Dataset records
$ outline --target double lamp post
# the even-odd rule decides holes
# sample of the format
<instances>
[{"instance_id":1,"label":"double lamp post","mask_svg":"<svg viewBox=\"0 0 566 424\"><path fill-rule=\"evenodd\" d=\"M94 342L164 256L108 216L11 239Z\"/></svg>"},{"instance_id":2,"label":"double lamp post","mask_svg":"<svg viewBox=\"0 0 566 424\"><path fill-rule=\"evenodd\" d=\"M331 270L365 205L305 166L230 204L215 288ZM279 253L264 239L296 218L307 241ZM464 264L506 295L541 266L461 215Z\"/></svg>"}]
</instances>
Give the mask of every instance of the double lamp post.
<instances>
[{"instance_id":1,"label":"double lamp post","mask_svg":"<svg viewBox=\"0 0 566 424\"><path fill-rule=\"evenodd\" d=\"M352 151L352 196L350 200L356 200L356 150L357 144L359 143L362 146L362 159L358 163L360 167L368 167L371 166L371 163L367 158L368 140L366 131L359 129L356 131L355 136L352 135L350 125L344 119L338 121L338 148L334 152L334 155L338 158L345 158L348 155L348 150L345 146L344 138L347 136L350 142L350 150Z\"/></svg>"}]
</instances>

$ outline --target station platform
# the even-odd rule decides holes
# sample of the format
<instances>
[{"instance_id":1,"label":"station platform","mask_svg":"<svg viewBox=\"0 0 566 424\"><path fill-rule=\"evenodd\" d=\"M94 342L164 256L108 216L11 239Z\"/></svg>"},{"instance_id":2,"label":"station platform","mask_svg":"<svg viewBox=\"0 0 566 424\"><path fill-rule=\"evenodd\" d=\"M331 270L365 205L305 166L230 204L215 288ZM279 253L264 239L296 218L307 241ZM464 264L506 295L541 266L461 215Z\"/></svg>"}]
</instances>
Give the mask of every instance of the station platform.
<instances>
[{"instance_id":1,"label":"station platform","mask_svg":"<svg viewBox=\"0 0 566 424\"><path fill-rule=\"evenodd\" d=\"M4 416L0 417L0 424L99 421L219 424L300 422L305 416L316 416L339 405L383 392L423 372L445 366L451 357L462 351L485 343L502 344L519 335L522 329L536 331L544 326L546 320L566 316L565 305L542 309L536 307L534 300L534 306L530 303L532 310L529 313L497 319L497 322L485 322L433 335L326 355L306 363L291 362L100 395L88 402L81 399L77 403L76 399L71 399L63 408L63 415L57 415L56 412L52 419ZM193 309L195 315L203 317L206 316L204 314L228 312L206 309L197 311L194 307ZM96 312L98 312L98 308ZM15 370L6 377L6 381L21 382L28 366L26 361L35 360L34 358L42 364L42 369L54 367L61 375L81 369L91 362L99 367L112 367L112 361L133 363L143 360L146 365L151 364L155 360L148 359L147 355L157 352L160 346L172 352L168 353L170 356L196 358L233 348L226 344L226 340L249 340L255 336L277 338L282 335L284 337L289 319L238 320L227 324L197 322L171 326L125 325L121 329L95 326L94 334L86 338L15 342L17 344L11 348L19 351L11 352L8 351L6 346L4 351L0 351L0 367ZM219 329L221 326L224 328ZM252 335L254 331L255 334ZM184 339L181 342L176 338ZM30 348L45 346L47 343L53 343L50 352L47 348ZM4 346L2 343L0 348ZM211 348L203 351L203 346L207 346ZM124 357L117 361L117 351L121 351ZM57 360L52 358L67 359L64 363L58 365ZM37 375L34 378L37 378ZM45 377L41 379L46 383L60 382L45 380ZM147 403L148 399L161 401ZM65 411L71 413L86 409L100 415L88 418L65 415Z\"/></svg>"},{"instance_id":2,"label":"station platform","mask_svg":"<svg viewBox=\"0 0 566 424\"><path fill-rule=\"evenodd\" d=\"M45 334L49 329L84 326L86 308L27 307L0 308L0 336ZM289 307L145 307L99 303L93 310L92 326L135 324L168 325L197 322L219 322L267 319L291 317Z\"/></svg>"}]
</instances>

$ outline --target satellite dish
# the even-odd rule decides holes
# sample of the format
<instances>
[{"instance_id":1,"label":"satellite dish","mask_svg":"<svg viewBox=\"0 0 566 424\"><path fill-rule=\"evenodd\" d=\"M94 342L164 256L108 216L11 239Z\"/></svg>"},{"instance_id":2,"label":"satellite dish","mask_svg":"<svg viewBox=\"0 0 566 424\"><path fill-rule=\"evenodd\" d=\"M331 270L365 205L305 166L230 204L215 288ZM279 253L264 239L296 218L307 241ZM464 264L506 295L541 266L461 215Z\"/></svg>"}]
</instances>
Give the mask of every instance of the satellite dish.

### WHAT IS EXPECTED
Extract the complete listing above, reproducing each line exactly.

### FINAL RESULT
$ outline --target double lamp post
# the even-odd rule decides holes
# sample of the format
<instances>
[{"instance_id":1,"label":"double lamp post","mask_svg":"<svg viewBox=\"0 0 566 424\"><path fill-rule=\"evenodd\" d=\"M94 342L164 256L108 216L11 239Z\"/></svg>"},{"instance_id":2,"label":"double lamp post","mask_svg":"<svg viewBox=\"0 0 566 424\"><path fill-rule=\"evenodd\" d=\"M331 270L365 205L305 166L230 204L215 288ZM279 253L264 239L296 218L307 241ZM464 264L506 295L541 266L461 215Z\"/></svg>"}]
</instances>
Give the mask of every instance of the double lamp post.
<instances>
[{"instance_id":1,"label":"double lamp post","mask_svg":"<svg viewBox=\"0 0 566 424\"><path fill-rule=\"evenodd\" d=\"M352 151L352 196L350 200L356 200L356 150L357 144L359 143L362 146L362 159L358 163L360 167L368 167L371 166L371 163L367 158L368 140L366 131L359 129L356 131L355 136L352 135L350 125L344 119L338 121L338 148L334 152L334 155L338 158L345 158L348 155L348 150L345 146L344 138L347 136L350 142L350 150Z\"/></svg>"}]
</instances>

$ outline --target station platform
# the even-odd rule decides holes
# sample of the format
<instances>
[{"instance_id":1,"label":"station platform","mask_svg":"<svg viewBox=\"0 0 566 424\"><path fill-rule=\"evenodd\" d=\"M94 342L164 256L108 216L11 239Z\"/></svg>"},{"instance_id":2,"label":"station platform","mask_svg":"<svg viewBox=\"0 0 566 424\"><path fill-rule=\"evenodd\" d=\"M331 270L365 205L305 166L230 204L215 288ZM279 253L264 239L296 218L307 241ZM464 264L506 295L541 266L461 215Z\"/></svg>"}]
</instances>
Give the mask of every instance of the station platform.
<instances>
[{"instance_id":1,"label":"station platform","mask_svg":"<svg viewBox=\"0 0 566 424\"><path fill-rule=\"evenodd\" d=\"M4 416L0 417L0 424L99 421L219 424L300 422L305 416L316 416L339 405L383 392L423 372L445 366L451 357L462 351L485 343L502 344L519 335L522 329L536 331L544 326L546 320L566 316L565 305L542 309L536 307L534 300L534 306L530 303L532 310L529 313L497 319L497 322L485 322L433 335L326 355L306 363L291 362L100 395L88 402L81 399L77 403L76 399L71 399L63 408L63 415L57 415L56 412L52 419ZM193 309L195 315L203 317L206 316L204 314L228 312L206 309L197 311L194 307ZM96 312L98 312L98 308ZM15 370L6 377L6 381L21 382L28 366L26 361L35 360L34 358L42 364L42 369L54 367L61 375L81 369L91 362L99 367L112 367L112 361L133 363L143 360L146 365L151 364L155 360L148 359L147 355L157 352L160 346L172 352L168 353L170 356L196 358L233 348L226 344L226 340L249 340L255 336L277 338L282 335L284 337L289 319L238 320L227 324L197 322L171 326L125 325L121 329L95 326L94 334L86 338L15 342L17 344L11 348L19 351L11 352L8 351L6 346L4 351L0 351L0 367ZM219 329L221 326L224 328ZM252 335L254 331L255 334ZM184 339L181 342L176 338ZM30 348L45 346L47 343L53 343L50 352L47 348ZM4 346L2 343L0 348ZM211 348L203 351L203 346L207 346ZM124 357L117 361L117 351L121 351ZM57 360L52 358L67 359L64 363L58 365ZM37 375L34 378L37 378ZM45 377L41 379L46 383L60 382L45 380ZM147 403L148 399L161 401ZM65 411L71 413L86 409L100 415L88 418L65 415Z\"/></svg>"},{"instance_id":2,"label":"station platform","mask_svg":"<svg viewBox=\"0 0 566 424\"><path fill-rule=\"evenodd\" d=\"M45 334L49 329L84 326L86 308L27 307L0 308L0 336ZM289 307L145 307L99 303L93 310L92 326L135 324L168 325L197 322L219 322L267 319L291 317Z\"/></svg>"}]
</instances>

$ outline --target satellite dish
# the even-odd rule decides holes
# sample of the format
<instances>
[{"instance_id":1,"label":"satellite dish","mask_svg":"<svg viewBox=\"0 0 566 424\"><path fill-rule=\"evenodd\" d=\"M94 342L164 256L108 216L11 239Z\"/></svg>"},{"instance_id":2,"label":"satellite dish","mask_svg":"<svg viewBox=\"0 0 566 424\"><path fill-rule=\"evenodd\" d=\"M331 270L365 205L305 166L230 204L215 288ZM279 253L264 239L296 218L307 241ZM464 264L506 295L541 266L461 215Z\"/></svg>"}]
</instances>
Give the mask of every instance of the satellite dish.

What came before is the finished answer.